SOURCE TEXT
• • • • • • •
2023-07-20 12:28:48 ET
Summary
- Equity markets have seen strong, double-digit capital gains this year, with emerging market equities being an exception with weak, inconsistent single-digit gains.
- Despite recent underperformance, emerging market equities offer investors cheap prices and good growth prospects, making them a good buy for the future.
- Vanguard FTSE Emerging Markets Index Fund ETF Shares is an emerging market equities index fund, providing diversified exposure to said asset class.
Equity markets have had an outstanding year, with most countries, industries, regions, and equities seeing strong, double-digit capital gains. Emerging market equities have been one of the few exceptions, with these seeing weak, inconsistent single-digit gains, significantly underperforming other market segments.
Although recent underperformance was a negative for shareholders in the past, it is something of a benefit for investors in the future. Emerging market equities currently offer investors very cheap prices and valuations, and growth prospects are good too. Momentum is, understandably, quite weak, although not terrible. In my opinion, emerging market equities are buys, although the lack of momentum or clear catalysts means significant short-term gains seem unlikely.
• • • • • • •
DATASET
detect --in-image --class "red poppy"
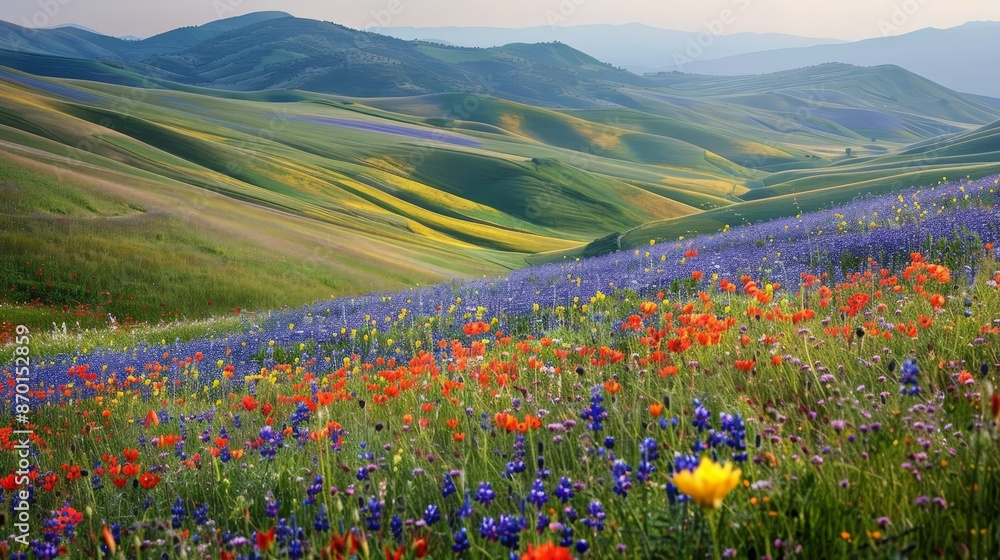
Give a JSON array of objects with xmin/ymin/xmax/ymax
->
[
  {"xmin": 139, "ymin": 472, "xmax": 160, "ymax": 490},
  {"xmin": 256, "ymin": 527, "xmax": 274, "ymax": 550},
  {"xmin": 243, "ymin": 395, "xmax": 260, "ymax": 412},
  {"xmin": 0, "ymin": 474, "xmax": 21, "ymax": 492},
  {"xmin": 321, "ymin": 531, "xmax": 358, "ymax": 560},
  {"xmin": 733, "ymin": 360, "xmax": 757, "ymax": 371},
  {"xmin": 521, "ymin": 542, "xmax": 573, "ymax": 560},
  {"xmin": 413, "ymin": 537, "xmax": 430, "ymax": 558}
]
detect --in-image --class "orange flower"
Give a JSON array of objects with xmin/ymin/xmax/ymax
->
[
  {"xmin": 733, "ymin": 360, "xmax": 757, "ymax": 371},
  {"xmin": 243, "ymin": 395, "xmax": 260, "ymax": 412},
  {"xmin": 255, "ymin": 527, "xmax": 274, "ymax": 551},
  {"xmin": 660, "ymin": 366, "xmax": 677, "ymax": 377},
  {"xmin": 639, "ymin": 301, "xmax": 659, "ymax": 316},
  {"xmin": 521, "ymin": 542, "xmax": 573, "ymax": 560},
  {"xmin": 101, "ymin": 525, "xmax": 118, "ymax": 554},
  {"xmin": 139, "ymin": 472, "xmax": 160, "ymax": 490}
]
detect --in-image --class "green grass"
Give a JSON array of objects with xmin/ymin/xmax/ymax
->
[{"xmin": 3, "ymin": 246, "xmax": 1000, "ymax": 560}]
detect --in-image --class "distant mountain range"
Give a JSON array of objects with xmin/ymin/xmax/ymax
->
[
  {"xmin": 0, "ymin": 12, "xmax": 650, "ymax": 108},
  {"xmin": 7, "ymin": 11, "xmax": 1000, "ymax": 97},
  {"xmin": 680, "ymin": 21, "xmax": 1000, "ymax": 97},
  {"xmin": 0, "ymin": 12, "xmax": 1000, "ymax": 309},
  {"xmin": 377, "ymin": 22, "xmax": 1000, "ymax": 97},
  {"xmin": 376, "ymin": 23, "xmax": 845, "ymax": 74}
]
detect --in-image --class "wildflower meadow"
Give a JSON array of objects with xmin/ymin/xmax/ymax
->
[{"xmin": 0, "ymin": 176, "xmax": 1000, "ymax": 560}]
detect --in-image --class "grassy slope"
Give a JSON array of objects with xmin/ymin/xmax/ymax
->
[{"xmin": 0, "ymin": 59, "xmax": 997, "ymax": 304}]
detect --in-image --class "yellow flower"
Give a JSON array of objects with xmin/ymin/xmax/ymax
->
[{"xmin": 673, "ymin": 457, "xmax": 743, "ymax": 509}]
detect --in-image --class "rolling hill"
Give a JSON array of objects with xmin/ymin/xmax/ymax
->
[
  {"xmin": 0, "ymin": 13, "xmax": 1000, "ymax": 320},
  {"xmin": 0, "ymin": 12, "xmax": 646, "ymax": 107},
  {"xmin": 376, "ymin": 23, "xmax": 844, "ymax": 74},
  {"xmin": 676, "ymin": 21, "xmax": 1000, "ymax": 97}
]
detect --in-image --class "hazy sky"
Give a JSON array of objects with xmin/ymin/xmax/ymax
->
[{"xmin": 0, "ymin": 0, "xmax": 1000, "ymax": 40}]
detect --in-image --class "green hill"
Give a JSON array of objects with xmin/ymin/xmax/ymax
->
[{"xmin": 0, "ymin": 20, "xmax": 1000, "ymax": 321}]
• • • • • • •
WHAT YOU ARE ASKED TO DO
Can you reproduce the emerging market equities article word for word, from the timestamp at the top through its final sentence?

WRITTEN SOLUTION
2023-07-20 12:28:48 ET
Summary
- Equity markets have seen strong, double-digit capital gains this year, with emerging market equities being an exception with weak, inconsistent single-digit gains.
- Despite recent underperformance, emerging market equities offer investors cheap prices and good growth prospects, making them a good buy for the future.
- Vanguard FTSE Emerging Markets Index Fund ETF Shares is an emerging market equities index fund, providing diversified exposure to said asset class.
Equity markets have had an outstanding year, with most countries, industries, regions, and equities seeing strong, double-digit capital gains. Emerging market equities have been one of the few exceptions, with these seeing weak, inconsistent single-digit gains, significantly underperforming other market segments.
Although recent underperformance was a negative for shareholders in the past, it is something of a benefit for investors in the future. Emerging market equities currently offer investors very cheap prices and valuations, and growth prospects are good too. Momentum is, understandably, quite weak, although not terrible. In my opinion, emerging market equities are buys, although the lack of momentum or clear catalysts means significant short-term gains seem unlikely.